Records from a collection
Begin

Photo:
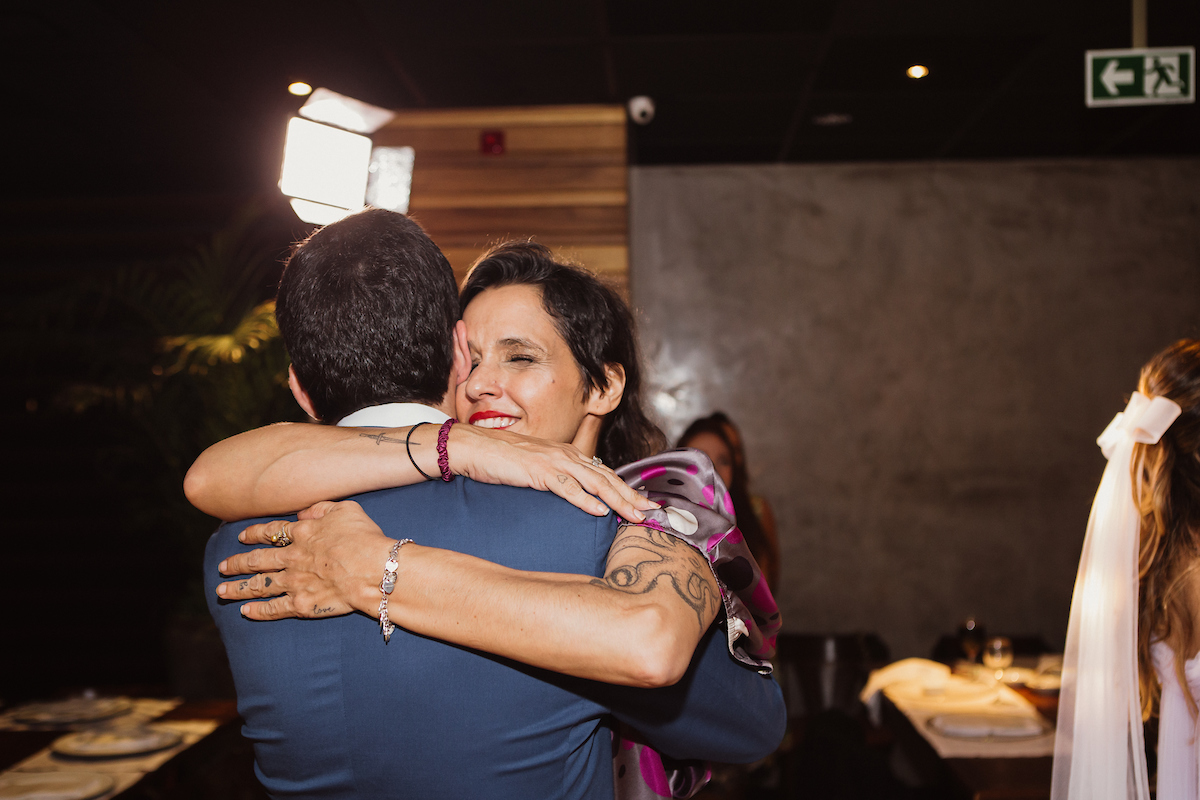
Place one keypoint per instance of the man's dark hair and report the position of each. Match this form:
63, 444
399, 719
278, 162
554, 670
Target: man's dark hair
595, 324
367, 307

End
Begin

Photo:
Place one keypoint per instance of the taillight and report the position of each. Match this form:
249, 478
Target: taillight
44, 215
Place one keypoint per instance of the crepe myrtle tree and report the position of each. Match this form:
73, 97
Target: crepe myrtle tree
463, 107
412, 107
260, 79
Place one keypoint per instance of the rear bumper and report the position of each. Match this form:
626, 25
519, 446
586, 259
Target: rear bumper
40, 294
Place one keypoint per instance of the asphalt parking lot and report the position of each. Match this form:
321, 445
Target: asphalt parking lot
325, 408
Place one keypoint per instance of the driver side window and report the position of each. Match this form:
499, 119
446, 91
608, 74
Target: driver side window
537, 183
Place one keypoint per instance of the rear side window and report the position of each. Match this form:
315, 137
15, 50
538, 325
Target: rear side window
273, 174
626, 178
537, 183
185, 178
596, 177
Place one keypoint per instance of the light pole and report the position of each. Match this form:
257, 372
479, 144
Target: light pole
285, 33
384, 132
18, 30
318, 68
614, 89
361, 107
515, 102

End
Begin

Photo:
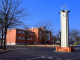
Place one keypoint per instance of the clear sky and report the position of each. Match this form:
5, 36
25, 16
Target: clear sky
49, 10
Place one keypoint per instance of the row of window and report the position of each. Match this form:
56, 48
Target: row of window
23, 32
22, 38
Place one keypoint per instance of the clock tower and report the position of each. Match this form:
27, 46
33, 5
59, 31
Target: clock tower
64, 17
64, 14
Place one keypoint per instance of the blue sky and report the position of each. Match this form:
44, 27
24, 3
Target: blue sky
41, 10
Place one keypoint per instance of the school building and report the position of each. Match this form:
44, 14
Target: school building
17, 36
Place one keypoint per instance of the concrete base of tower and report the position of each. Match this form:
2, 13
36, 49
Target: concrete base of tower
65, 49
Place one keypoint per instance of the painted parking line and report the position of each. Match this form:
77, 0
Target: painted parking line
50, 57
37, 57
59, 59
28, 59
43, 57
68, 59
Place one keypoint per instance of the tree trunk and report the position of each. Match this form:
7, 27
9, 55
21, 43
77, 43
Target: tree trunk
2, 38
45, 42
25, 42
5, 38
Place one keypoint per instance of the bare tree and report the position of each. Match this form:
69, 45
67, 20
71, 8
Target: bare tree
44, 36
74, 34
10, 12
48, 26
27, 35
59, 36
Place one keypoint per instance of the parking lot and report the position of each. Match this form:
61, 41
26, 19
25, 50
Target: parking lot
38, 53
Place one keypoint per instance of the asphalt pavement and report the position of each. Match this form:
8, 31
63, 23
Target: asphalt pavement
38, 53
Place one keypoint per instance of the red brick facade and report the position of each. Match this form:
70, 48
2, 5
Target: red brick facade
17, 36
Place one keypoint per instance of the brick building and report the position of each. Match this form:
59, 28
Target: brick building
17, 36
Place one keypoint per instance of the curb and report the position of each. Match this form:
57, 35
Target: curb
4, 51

End

**TASK PROMPT**
Show each line of the data above that contains the string "clock", treating uppercase and lowercase as different.

**ANSWER FOR THIS EXERCISE**
Place one keypoint per instance of the clock tower and report the position of each. Match this form:
Target: clock tower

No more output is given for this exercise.